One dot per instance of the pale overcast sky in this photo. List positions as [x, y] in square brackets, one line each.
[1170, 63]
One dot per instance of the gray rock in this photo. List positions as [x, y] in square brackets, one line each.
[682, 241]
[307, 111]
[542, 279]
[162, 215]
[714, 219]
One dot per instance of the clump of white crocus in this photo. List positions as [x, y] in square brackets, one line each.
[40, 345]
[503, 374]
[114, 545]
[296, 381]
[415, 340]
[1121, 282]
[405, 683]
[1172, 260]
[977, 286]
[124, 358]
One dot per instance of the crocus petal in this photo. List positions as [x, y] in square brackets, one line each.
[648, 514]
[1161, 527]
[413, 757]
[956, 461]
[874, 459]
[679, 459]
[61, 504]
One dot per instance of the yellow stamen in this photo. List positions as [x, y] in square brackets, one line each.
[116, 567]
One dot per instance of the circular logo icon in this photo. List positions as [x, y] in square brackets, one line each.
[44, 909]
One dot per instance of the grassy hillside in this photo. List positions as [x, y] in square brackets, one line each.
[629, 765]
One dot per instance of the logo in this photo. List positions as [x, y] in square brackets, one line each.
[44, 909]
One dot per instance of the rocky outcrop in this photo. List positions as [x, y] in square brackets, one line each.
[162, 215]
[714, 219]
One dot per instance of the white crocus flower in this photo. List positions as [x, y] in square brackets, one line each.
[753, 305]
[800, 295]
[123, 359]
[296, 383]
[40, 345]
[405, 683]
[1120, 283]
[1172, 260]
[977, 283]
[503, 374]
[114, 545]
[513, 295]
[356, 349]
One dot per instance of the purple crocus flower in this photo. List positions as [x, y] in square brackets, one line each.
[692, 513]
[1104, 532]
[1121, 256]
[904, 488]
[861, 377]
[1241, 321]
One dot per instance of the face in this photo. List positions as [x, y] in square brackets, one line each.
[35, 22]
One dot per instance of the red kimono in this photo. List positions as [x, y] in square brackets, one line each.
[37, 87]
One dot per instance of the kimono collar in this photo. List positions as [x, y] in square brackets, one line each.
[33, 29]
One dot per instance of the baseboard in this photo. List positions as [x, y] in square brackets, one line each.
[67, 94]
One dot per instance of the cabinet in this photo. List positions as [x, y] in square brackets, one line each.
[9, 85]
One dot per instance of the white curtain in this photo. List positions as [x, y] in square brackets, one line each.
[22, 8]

Problem: Rewrite every row above, changing "One dot per instance" to "Place one point on each" wherever it occurs and leaving everything else the same.

Worked solution:
Place one point on each of the pale overcast sky in this photo. List positions as [x, y] in square brackets, one line each.
[1170, 63]
Place one point on each of the gray rock in this photo. List positions as [x, y] in square brackets, one line each.
[682, 241]
[307, 111]
[542, 279]
[162, 215]
[714, 219]
Place one point on each of the clump of white crocus in this photo. List positions as [x, y] in square brackets, one line each.
[40, 345]
[503, 374]
[114, 545]
[296, 381]
[415, 340]
[1121, 282]
[405, 683]
[1172, 260]
[977, 286]
[124, 358]
Place one point on each of the crocus petal in this photo. List positions as [x, y] in square brackets, one line each.
[648, 514]
[1161, 527]
[413, 757]
[956, 461]
[874, 459]
[679, 459]
[61, 504]
Place one point on each of the yellow stamen in this photo. List positions as [x, y] in square brackets, one line each.
[116, 567]
Place one point on each of the circular logo icon in this photo. List positions as [x, y] in square brackets, one line each.
[44, 909]
Place one point on each of the grassy hillside in this photo. List positions as [x, y] in square brackets, one line each.
[629, 765]
Place one point on each of the logo in this photo. List positions as [x, y] in square brackets, one line each.
[44, 909]
Place one point on each of the rocky outcrop in this photo. List positions as [x, y] in square brackets, one line each.
[162, 215]
[714, 219]
Place one point on each of the white crocus flower in this photo. List positions as [x, y] in square brackets, one line each.
[753, 305]
[800, 295]
[123, 359]
[296, 383]
[40, 345]
[405, 683]
[1120, 283]
[1172, 260]
[977, 283]
[503, 374]
[114, 545]
[513, 295]
[356, 349]
Place one point on each of the purple crocus flower in this photo. List positions as [x, y] in square brackets, one line each.
[692, 513]
[1104, 532]
[1121, 256]
[904, 488]
[861, 377]
[1241, 321]
Place one point on each of the face in this photo. List positions as [x, y] in square brackets, one line each.
[35, 22]
Place one point on each of the red kimono in this photo. List positions as [x, y] in square brackets, one line each.
[37, 87]
Place one point on each of the kimono collar in this photo. List positions as [x, y] in square brackets, one line each.
[33, 29]
Place one point on each of the baseboard in this photo. List positions as [x, y] in square brackets, one line each.
[67, 94]
Place one point on each of the cabinet in this photo. List positions as [x, y] in square brackets, one line each.
[9, 85]
Place one point on each of the white curtain in this photo. List positions as [x, y] in square brackets, one line each.
[22, 8]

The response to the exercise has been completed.